Stored data entries:
= Beginning of Section =
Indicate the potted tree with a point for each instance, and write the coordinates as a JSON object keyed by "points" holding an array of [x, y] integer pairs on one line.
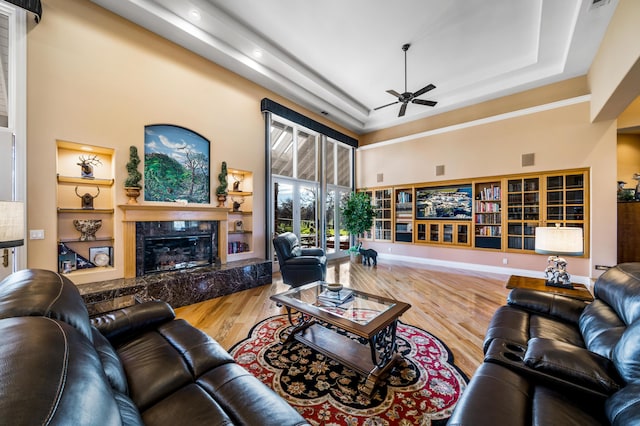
{"points": [[132, 183], [357, 216]]}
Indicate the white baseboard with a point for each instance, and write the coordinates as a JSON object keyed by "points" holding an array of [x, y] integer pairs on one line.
{"points": [[478, 267]]}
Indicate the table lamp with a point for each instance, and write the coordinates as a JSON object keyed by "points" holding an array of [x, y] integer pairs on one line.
{"points": [[558, 241], [11, 227]]}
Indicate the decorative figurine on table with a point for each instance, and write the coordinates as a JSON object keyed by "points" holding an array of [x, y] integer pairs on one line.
{"points": [[556, 272], [237, 180], [237, 203], [87, 228], [87, 164], [87, 199]]}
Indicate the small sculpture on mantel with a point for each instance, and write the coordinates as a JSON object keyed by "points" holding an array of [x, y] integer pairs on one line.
{"points": [[221, 191], [237, 203], [87, 199], [86, 165], [237, 180]]}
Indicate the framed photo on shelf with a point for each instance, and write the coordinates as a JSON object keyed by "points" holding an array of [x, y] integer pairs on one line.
{"points": [[67, 262], [101, 256]]}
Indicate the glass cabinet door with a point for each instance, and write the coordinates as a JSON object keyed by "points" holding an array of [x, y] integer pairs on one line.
{"points": [[434, 232], [523, 212]]}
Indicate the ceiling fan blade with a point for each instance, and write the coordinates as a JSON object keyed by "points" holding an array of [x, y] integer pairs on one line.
{"points": [[423, 102], [394, 93], [424, 90], [383, 106]]}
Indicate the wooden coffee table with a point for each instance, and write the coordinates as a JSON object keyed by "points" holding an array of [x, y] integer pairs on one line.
{"points": [[579, 291], [373, 360]]}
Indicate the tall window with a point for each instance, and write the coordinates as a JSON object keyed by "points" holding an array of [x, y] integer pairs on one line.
{"points": [[308, 170]]}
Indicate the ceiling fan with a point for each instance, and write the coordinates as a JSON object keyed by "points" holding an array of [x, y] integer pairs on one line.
{"points": [[406, 97]]}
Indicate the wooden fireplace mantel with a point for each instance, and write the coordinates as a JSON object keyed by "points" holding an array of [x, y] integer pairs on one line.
{"points": [[167, 212]]}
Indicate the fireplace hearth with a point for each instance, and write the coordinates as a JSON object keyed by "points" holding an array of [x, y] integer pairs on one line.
{"points": [[163, 246]]}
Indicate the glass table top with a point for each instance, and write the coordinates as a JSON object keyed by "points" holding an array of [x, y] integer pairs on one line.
{"points": [[355, 306]]}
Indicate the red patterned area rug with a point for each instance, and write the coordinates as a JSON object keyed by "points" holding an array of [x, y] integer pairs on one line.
{"points": [[421, 390]]}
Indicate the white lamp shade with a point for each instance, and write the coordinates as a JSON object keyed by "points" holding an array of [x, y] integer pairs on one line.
{"points": [[11, 224], [559, 241]]}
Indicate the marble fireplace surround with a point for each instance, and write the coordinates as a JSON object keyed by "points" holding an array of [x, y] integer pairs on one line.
{"points": [[181, 287]]}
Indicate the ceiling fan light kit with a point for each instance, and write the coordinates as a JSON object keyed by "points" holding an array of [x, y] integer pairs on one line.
{"points": [[406, 97]]}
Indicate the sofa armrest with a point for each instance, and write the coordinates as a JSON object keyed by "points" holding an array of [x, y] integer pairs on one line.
{"points": [[312, 252], [623, 408], [562, 307], [512, 356], [572, 364], [133, 319]]}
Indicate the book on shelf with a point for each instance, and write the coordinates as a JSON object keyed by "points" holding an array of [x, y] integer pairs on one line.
{"points": [[335, 297]]}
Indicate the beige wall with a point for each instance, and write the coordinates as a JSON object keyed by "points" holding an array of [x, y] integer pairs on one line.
{"points": [[95, 78], [614, 76], [560, 138]]}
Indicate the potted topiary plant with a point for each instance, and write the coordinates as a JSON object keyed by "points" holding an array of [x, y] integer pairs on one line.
{"points": [[357, 216], [222, 191], [132, 183]]}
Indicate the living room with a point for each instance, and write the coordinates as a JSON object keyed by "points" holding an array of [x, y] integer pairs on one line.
{"points": [[168, 84], [95, 78]]}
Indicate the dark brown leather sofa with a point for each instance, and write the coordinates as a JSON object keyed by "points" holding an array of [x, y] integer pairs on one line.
{"points": [[134, 366], [552, 360]]}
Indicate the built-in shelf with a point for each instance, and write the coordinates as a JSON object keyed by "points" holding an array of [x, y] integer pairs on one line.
{"points": [[90, 211], [76, 240], [240, 235], [91, 185]]}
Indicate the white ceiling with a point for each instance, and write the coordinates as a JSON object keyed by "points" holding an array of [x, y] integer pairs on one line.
{"points": [[339, 57]]}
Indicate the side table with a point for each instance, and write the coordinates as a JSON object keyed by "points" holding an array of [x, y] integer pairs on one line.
{"points": [[579, 291]]}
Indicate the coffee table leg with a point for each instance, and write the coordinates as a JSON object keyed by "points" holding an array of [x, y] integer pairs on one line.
{"points": [[383, 345], [384, 356], [300, 323]]}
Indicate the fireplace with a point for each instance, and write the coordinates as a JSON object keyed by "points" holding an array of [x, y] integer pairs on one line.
{"points": [[172, 245]]}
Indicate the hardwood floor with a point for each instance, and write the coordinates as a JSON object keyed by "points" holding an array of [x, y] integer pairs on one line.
{"points": [[454, 305]]}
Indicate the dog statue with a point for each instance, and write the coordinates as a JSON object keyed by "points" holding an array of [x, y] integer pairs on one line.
{"points": [[368, 255]]}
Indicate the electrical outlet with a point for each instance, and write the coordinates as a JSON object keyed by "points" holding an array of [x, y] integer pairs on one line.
{"points": [[36, 234]]}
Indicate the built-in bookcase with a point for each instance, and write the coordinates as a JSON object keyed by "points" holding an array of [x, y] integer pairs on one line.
{"points": [[506, 210]]}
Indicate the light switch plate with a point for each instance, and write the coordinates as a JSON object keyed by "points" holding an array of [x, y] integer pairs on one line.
{"points": [[36, 234]]}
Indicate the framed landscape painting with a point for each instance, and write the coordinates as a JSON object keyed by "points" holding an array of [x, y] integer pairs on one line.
{"points": [[176, 164]]}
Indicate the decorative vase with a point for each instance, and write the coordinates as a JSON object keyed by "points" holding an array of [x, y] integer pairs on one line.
{"points": [[133, 193], [87, 228]]}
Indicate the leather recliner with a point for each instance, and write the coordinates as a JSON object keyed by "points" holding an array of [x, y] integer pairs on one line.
{"points": [[133, 366], [299, 265], [551, 359]]}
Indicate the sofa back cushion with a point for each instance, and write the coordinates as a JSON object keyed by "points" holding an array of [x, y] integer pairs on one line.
{"points": [[110, 362], [51, 375], [627, 354], [619, 287], [37, 292], [601, 328]]}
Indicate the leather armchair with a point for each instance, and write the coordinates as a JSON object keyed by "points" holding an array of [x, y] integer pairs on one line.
{"points": [[299, 265]]}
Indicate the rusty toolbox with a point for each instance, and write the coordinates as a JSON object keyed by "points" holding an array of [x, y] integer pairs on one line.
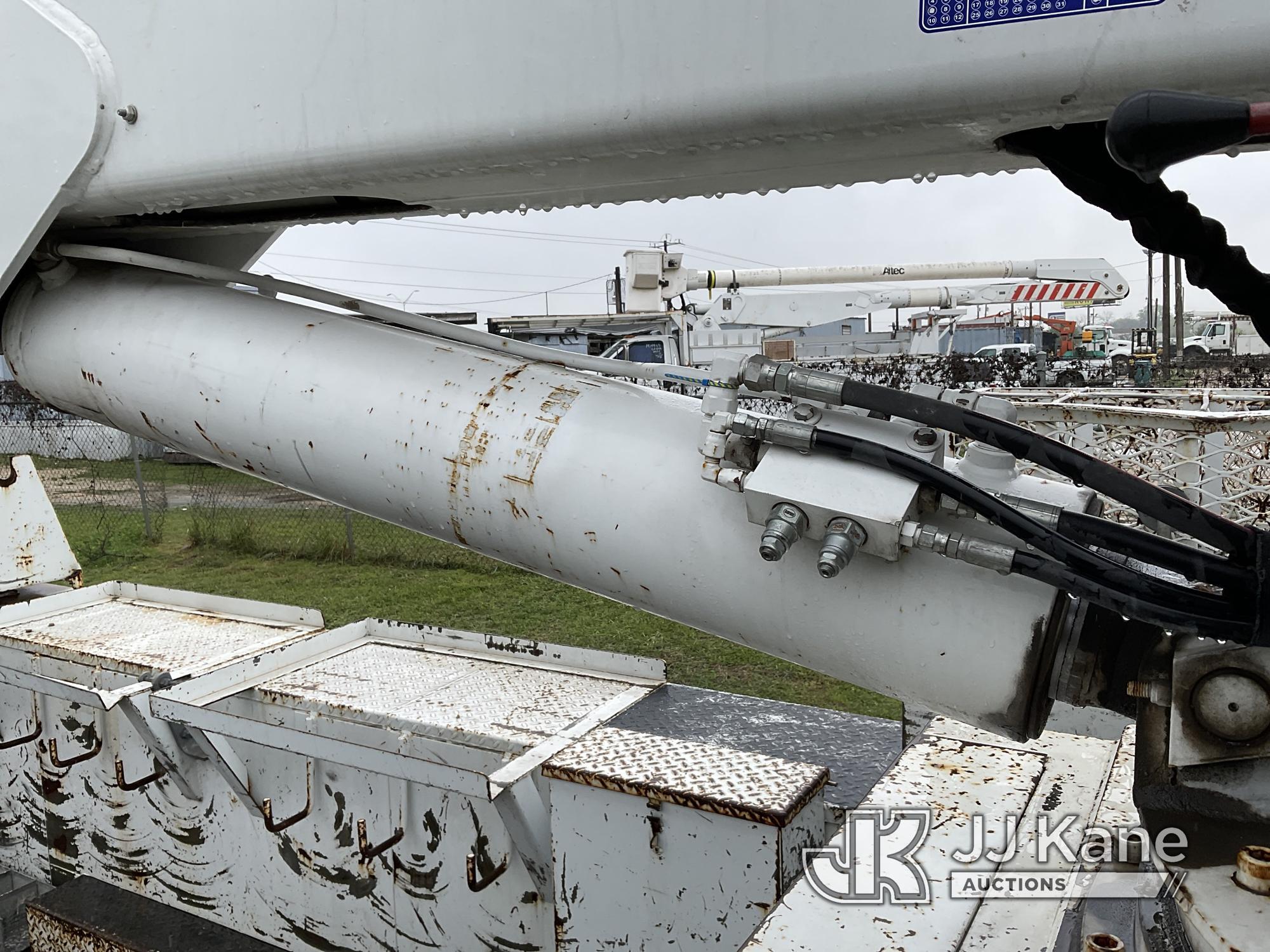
= End of Section =
YOUR TASK
Above are records with pictures; repeat them exactly, but without the pictures.

SOLUTION BELOW
Indicate the potted tree with a point for each instance, and write the coordinates as a JSON object keyed by "points" holding an array of [x, y] integer pairs on one line.
{"points": [[132, 183], [357, 216]]}
Indicate the white baseboard with a point for each instance, and write the coordinates as a JSON object keyed by "points" holding an array of [x, y] integer pairs on one line.
{"points": [[478, 267]]}
Indicate the table lamp with a point for each instance, and write the coordinates as a JSON object keyed by "points" holding an array of [x, y] integer pairs on one line.
{"points": [[558, 241], [11, 227]]}
Indicate the decorative figurine on table with a point for each instance, and write the coordinates as a JSON object keyed by "points" holding an array of [x, y] integer pairs on one line.
{"points": [[556, 272], [237, 180], [237, 203], [87, 228], [87, 164], [87, 199]]}
Indicate the small sculpture on mantel with a point for each instance, and write the coordinates as a JSON object keyed by "points" holding an array of [x, y] integer pairs on one line.
{"points": [[221, 191], [237, 203], [87, 199], [86, 165], [237, 180]]}
Indicate the framed photo on shelf with a point for each instance, and write the coordinates as a JSON object keyed by "points" holding an array of [x, y] integer pairs on one line.
{"points": [[67, 262], [101, 256]]}
Indicate the glass cabinet door with a point for each instance, and write the coordinates as a JSON object keyed by "points" holding an array of [x, y] integer pairs on one line.
{"points": [[434, 232], [523, 212]]}
Indicate the ceiling fan blade with a point for each instance, and write the coordinates as a JSON object keyed by "points" holding an array of [x, y] integer pairs on one line.
{"points": [[423, 102], [394, 93], [424, 90], [383, 106]]}
Indicate the wooden coffee table with a point for each instance, and write the coordinates as a JSON object keyed by "points" holding an array of [x, y] integer pairs on one line.
{"points": [[579, 291], [373, 360]]}
Indicate the tall window with a point for each instance, and write the coordinates as a JSON object keyed by "points" holding an array of [x, y] integer pairs on one line.
{"points": [[308, 170]]}
Indicate the ceiling fan with a point for each instance, and write the coordinates as a JSON object keyed by "points" holding an array of [x, y] integer pairs on one line.
{"points": [[406, 97]]}
Indicate the wooden fireplace mantel with a point for each instance, and write the coordinates as a JSON object keyed by "points" holding an array of [x, y] integer pairs on one line.
{"points": [[167, 212]]}
Indicate the fireplace hearth with a point for each instance, and write the coordinates as a JSON object keyed by "points" holding an array of [x, y] integer pairs on one line.
{"points": [[163, 246]]}
Indicate the glass table top with a point for each instance, and write the coordinates as a JSON object keyed by "points" holding an array of [x, y] integer pairs on one line.
{"points": [[355, 306]]}
Indicate the red patterned area rug with a point for each instance, and write the coordinates as a JSON object keyed by "points" holding an array of [x, y] integer pairs on one line.
{"points": [[421, 390]]}
Indicate the white lamp shade with a point for each instance, and write the coordinates as a JSON object keyed by "points" holding an array of [x, y] integer pairs on one line.
{"points": [[11, 224], [559, 241]]}
Indicate the marble fireplace surround with a point for each instance, and write the coordinates as a JSON object keyed by "points" holding an array of [x, y] integer pairs on one line.
{"points": [[181, 287]]}
Indicate the ceiling fan light kit with a point for each instance, and write the coordinates as a JSON object keyed by "points" holding an array of [x, y] integer pairs on one line.
{"points": [[406, 97]]}
Indicate the sofa armrest with a point for each instance, and write the coordinates as a JSON object keyed by "points" holding an array of [x, y] integer pairs on one line.
{"points": [[312, 252], [623, 408], [562, 307], [512, 356], [572, 364], [133, 319]]}
Indicate the book on shelf with a point for each instance, and write the coordinates as a JSON object keyed by "points" holding an array of [x, y] integer pairs on one line.
{"points": [[335, 297]]}
Indicate the beige wall with a point for each instance, and write the coordinates as a JSON object keyed by "points" holding an array of [x, y] integer pairs on one line.
{"points": [[95, 78], [614, 76], [560, 138]]}
Indicate the potted topiary plant with a point for each instance, and write the coordinates as a JSON object keyed by "points" holding an array of [x, y] integer pairs on one line.
{"points": [[357, 216], [222, 191], [132, 183]]}
Indicate the living room with a point for each instance, and write the coordinates as a JSON object keyed by "points" holding an array of [x, y] integer pairs on one line.
{"points": [[168, 84], [95, 78]]}
Indicate the dark brown leather sofa with a point for each instance, and write the coordinates as a JSON object keyed by "points" holding an array of [x, y] integer pairs on one line.
{"points": [[134, 366], [552, 360]]}
Indicate the built-in shelf with a point for each instance, and write the coordinates as a JSON object keyed by "points" holding an array of [x, y] integer pairs on one line.
{"points": [[90, 211], [76, 240], [240, 235], [91, 185]]}
Indicate the white ceiling with a point for each instance, and write the coordinates as a JSON object keyed by "points" holding an array of [x, y] integer pairs on one line.
{"points": [[339, 57]]}
Indicate the side table with a point for each instance, and write the coordinates as a JSON object keyed by "points" holding an array of [x, y] integer pairs on one line.
{"points": [[579, 291]]}
Indicate the coffee table leg with a point for each instance, and write the coordinates as a JSON object keyed by "points" holding an array of [x, y] integer pairs on one line.
{"points": [[383, 345], [384, 356], [300, 323]]}
Indicate the fireplace with a point for each instance, and write the coordinates as a JSON object keyed by "points" holding an array of [x, y] integer pairs on one line.
{"points": [[172, 245]]}
Indicate the hardwood floor with a point for each instance, and write the coordinates as a JSON object keyed by "points" holding an array of [x, y] integer pairs on one line.
{"points": [[454, 305]]}
Indicate the dog statue with a point for each instance, and write the coordinates as a JSON object keyed by "points" holding an array of [x, y] integer pairs on one line.
{"points": [[368, 255]]}
Indicate the electrical outlet with a point for each instance, and write the coordinates as a JSON object keyed by "points" holding an array of [x, y] integer pairs on one line.
{"points": [[36, 234]]}
Indicate the built-in bookcase with a point for each instance, and write the coordinates as a JSON object keyed by "points" holding an array of [x, y] integer pairs on one line.
{"points": [[506, 210]]}
Indicate the light switch plate with a point for each instance, and write the coordinates as a JSON object keyed by "points" holding an array of [x, y] integer pairs on one line.
{"points": [[36, 234]]}
Indicate the framed landscape painting with a point for each instance, and write the coordinates as a JSON object keyed by "points" holding an array of [x, y] integer pairs on one line.
{"points": [[176, 164]]}
Indicate the decorative vase with a point for each instance, and write the coordinates as a JSON object keyed by "points" holding an array of [x, y] integer pairs on one line.
{"points": [[133, 193], [87, 228]]}
Indicate the leather recliner with a point for each instance, and write the coordinates as a JSON object keyed by "points" holding an array of [x, y] integer pairs on one line.
{"points": [[133, 366], [299, 265], [551, 359]]}
Indicate the sofa back cushion with a point for each instance, and write the coordinates as a JSON object keyed by "points" holding an array of [x, y] integer pairs on one line.
{"points": [[110, 362], [51, 375], [627, 354], [619, 287], [37, 292], [601, 328]]}
Indicate the leather armchair with a point for each instance, and write the coordinates as a JSON object keyed by "points" holding an array of [x, y] integer pairs on one line.
{"points": [[299, 265]]}
Indicate the rusty toolbox with a point for each instance, and write the coordinates as a JSON object keyed by "points" holding an array of [x, y] integer pairs on one line.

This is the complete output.